** WHAT NEEDS TO BE DONE **
Going through the material below, please gather all lines with the word "wall" in them.
:::::
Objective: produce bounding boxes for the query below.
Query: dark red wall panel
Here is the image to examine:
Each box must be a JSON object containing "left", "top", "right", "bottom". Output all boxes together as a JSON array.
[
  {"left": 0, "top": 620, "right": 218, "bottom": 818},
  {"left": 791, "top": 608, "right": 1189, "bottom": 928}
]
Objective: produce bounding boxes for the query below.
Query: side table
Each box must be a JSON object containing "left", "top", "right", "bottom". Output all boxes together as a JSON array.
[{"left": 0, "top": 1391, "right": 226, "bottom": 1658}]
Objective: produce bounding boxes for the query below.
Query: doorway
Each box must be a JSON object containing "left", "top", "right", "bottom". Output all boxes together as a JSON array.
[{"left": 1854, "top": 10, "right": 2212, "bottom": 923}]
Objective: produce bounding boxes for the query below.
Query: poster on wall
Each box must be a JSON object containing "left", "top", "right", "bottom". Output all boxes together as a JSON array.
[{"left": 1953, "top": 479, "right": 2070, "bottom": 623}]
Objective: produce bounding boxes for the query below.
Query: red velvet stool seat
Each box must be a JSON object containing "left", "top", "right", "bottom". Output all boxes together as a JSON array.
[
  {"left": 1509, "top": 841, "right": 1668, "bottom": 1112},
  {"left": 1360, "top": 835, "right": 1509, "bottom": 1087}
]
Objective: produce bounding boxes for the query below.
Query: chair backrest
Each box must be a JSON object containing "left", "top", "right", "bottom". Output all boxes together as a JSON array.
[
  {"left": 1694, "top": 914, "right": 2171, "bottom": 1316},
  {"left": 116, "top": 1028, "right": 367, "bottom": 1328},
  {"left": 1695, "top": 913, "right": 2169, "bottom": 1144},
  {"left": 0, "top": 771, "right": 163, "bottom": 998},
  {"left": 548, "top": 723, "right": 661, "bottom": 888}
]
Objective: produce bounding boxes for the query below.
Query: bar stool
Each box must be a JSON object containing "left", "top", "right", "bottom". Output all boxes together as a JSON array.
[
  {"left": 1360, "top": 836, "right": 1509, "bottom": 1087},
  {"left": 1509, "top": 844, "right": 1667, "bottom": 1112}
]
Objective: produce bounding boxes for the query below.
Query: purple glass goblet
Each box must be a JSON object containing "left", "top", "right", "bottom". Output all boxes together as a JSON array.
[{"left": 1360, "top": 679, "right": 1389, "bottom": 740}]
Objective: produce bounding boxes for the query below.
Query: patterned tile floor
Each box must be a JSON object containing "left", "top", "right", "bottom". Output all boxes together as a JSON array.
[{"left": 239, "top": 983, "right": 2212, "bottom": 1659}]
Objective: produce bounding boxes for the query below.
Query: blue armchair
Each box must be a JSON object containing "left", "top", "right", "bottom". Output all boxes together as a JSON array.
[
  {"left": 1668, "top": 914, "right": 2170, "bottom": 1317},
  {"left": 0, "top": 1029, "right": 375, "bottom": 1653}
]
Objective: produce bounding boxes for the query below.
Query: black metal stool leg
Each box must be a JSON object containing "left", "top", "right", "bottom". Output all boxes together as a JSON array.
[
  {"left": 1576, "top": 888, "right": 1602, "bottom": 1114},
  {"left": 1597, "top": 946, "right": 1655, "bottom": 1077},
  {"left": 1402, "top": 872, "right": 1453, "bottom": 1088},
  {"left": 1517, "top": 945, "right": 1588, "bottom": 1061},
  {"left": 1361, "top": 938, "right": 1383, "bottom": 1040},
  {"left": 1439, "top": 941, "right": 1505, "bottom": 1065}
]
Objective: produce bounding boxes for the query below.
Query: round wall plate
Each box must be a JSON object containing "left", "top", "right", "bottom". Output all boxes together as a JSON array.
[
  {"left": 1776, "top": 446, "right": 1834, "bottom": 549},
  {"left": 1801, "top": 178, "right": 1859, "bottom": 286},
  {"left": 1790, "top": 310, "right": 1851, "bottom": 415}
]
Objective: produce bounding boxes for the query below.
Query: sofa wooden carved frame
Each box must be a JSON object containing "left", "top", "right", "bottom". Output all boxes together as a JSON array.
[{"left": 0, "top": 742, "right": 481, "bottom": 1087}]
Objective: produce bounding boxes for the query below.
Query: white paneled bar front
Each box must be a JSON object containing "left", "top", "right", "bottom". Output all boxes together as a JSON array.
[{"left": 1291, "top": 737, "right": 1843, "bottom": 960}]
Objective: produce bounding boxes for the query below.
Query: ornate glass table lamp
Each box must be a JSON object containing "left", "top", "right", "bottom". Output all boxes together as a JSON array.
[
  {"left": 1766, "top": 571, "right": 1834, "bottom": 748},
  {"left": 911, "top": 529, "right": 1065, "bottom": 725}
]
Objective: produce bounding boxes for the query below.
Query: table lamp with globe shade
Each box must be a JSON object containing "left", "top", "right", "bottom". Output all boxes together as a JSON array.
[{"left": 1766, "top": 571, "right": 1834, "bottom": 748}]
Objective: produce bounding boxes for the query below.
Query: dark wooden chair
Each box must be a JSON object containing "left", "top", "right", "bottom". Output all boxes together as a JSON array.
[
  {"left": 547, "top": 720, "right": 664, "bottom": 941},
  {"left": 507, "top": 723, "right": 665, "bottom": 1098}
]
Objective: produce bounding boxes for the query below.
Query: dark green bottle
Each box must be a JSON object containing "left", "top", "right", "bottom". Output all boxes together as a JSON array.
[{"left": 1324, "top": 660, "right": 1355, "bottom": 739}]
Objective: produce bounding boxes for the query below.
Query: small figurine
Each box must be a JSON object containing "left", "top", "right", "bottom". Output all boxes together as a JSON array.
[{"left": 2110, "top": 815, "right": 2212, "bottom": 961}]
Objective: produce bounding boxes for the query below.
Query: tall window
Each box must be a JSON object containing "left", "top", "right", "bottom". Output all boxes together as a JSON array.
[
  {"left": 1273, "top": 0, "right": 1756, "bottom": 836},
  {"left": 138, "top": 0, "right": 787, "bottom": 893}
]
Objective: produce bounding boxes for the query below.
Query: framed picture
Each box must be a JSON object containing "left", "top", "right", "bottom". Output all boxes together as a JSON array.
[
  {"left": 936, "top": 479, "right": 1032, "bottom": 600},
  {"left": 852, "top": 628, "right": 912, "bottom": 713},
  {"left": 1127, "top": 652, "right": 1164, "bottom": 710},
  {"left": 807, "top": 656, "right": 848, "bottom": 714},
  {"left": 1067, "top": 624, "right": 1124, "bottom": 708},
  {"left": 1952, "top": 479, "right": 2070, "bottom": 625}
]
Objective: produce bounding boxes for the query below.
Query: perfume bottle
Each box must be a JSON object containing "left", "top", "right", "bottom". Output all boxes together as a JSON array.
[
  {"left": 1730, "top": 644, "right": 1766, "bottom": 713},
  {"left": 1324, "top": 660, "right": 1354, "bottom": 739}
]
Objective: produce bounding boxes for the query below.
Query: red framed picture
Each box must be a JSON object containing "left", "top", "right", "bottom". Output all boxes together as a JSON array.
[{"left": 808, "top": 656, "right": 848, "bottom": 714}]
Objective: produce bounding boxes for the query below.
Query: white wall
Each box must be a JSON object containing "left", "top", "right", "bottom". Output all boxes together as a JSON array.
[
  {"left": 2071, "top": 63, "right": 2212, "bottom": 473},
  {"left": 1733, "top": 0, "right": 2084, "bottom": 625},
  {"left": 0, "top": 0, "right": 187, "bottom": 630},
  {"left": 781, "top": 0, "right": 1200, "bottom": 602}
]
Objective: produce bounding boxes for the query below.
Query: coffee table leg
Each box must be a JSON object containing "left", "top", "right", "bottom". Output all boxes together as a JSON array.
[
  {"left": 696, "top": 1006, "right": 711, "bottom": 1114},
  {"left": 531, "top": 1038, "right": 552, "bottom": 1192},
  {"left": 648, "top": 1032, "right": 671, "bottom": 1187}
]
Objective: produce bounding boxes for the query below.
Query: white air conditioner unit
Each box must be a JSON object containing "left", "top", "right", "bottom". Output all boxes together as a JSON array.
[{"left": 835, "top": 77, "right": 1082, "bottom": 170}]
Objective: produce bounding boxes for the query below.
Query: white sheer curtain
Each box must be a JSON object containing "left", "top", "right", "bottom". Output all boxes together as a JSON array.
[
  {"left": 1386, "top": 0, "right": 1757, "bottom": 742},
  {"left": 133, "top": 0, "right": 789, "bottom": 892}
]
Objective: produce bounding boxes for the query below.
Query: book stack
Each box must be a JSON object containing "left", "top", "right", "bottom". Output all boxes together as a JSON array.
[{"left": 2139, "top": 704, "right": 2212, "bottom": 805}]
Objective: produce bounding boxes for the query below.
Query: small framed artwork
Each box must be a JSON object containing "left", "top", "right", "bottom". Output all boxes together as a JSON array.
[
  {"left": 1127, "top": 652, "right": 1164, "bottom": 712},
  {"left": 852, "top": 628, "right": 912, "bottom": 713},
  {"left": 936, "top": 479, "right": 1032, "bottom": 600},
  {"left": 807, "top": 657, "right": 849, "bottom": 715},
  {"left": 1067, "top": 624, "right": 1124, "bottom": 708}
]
:::::
** RESPONSE TO THE EXERCISE **
Query: dark red wall panel
Query: poster on wall
Query: round wall plate
Query: white wall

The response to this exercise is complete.